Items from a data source
☆ ☆ ☆

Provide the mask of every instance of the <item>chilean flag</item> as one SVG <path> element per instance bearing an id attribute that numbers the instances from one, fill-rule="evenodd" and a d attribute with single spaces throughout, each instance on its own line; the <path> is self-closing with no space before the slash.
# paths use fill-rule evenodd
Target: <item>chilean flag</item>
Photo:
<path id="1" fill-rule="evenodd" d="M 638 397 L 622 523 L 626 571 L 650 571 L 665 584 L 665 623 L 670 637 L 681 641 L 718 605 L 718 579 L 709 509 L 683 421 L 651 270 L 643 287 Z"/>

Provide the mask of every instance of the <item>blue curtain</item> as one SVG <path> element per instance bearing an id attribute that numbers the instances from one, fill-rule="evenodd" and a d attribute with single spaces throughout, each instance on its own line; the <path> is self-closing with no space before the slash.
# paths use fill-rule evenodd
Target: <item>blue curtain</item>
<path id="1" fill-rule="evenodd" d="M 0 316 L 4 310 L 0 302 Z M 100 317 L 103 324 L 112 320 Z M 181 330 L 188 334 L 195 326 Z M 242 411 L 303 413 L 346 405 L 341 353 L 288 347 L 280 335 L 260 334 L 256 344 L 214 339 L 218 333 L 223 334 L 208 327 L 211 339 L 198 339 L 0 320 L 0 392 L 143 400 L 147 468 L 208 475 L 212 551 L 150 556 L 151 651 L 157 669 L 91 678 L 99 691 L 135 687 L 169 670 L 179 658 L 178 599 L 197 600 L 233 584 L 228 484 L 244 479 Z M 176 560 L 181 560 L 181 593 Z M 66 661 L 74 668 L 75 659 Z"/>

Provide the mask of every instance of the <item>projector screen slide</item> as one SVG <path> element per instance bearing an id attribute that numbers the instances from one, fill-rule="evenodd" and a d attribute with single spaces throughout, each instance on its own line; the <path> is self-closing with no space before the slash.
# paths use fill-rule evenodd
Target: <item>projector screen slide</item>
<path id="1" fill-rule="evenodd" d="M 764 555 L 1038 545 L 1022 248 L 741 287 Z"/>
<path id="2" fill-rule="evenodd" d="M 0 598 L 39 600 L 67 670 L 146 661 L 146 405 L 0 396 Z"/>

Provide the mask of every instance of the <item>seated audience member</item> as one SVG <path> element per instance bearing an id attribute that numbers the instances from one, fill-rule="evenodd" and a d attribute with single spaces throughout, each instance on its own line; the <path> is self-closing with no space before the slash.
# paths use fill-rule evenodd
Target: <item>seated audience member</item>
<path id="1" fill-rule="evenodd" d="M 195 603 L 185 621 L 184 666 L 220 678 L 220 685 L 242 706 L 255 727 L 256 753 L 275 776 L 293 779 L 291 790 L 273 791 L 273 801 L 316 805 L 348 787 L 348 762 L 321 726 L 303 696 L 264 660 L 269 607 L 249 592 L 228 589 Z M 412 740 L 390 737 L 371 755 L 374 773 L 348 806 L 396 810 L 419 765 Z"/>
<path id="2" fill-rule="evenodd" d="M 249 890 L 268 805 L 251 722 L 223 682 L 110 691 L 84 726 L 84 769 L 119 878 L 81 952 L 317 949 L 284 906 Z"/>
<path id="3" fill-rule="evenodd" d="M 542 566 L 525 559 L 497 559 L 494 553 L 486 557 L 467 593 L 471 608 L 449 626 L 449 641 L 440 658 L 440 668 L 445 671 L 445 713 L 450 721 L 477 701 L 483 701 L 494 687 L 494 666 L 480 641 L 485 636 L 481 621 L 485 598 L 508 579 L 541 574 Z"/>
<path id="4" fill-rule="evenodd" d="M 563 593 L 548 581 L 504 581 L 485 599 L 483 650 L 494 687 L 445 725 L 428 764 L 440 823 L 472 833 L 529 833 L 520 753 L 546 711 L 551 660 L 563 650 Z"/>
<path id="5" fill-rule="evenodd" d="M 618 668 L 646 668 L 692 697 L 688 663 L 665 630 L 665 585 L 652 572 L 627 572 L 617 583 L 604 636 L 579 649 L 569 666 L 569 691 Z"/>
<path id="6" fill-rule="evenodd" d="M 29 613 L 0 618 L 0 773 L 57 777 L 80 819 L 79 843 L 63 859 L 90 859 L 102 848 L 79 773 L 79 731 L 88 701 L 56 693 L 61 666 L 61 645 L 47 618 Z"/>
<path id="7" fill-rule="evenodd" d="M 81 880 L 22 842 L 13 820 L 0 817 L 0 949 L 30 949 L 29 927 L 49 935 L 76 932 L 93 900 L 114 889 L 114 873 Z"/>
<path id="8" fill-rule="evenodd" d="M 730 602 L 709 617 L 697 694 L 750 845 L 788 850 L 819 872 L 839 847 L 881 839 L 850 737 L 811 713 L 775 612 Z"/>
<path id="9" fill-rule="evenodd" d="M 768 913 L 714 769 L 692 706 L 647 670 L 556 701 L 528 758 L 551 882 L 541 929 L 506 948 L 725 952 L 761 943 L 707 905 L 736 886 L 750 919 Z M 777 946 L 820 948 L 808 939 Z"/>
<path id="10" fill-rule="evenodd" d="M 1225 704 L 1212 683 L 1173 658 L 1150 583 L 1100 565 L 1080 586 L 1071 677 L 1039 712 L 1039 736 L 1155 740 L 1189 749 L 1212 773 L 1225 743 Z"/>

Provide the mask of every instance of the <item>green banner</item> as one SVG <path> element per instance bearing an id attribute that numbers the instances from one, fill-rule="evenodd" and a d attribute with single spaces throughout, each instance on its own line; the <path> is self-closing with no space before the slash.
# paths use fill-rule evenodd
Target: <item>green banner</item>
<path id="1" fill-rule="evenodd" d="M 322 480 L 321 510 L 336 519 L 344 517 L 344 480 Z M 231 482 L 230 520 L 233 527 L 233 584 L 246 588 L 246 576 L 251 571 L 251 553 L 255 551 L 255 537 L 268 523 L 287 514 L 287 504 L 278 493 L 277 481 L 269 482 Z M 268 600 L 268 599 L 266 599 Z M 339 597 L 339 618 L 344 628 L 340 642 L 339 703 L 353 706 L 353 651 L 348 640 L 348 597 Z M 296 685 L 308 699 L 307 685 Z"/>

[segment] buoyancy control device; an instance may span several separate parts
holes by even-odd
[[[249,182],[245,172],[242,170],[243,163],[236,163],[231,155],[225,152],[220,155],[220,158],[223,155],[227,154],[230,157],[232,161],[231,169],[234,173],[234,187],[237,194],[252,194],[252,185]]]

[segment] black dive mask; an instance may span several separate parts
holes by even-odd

☆ ☆ ☆

**EXERCISE OBJECTIVE:** Reproduce everything from the start of the data down through the line containing "638 397 L 622", swapping "chilean flag" for "flag of Chile" and leaving all else unchanged.

**EXERCISE OUTPUT:**
Provide the mask of every instance of the <item>flag of Chile</item> as one SVG <path> element per instance bearing an id attribute that numbers the instances from one, fill-rule="evenodd" and a d attribute with single spaces throughout, each instance on its own line; the <path> is self-closing with no space before the slash.
# paths use fill-rule evenodd
Target: <item>flag of Chile</item>
Photo:
<path id="1" fill-rule="evenodd" d="M 638 397 L 622 523 L 626 571 L 650 571 L 665 584 L 665 623 L 670 637 L 681 641 L 718 605 L 718 579 L 709 509 L 683 421 L 651 270 L 643 287 Z"/>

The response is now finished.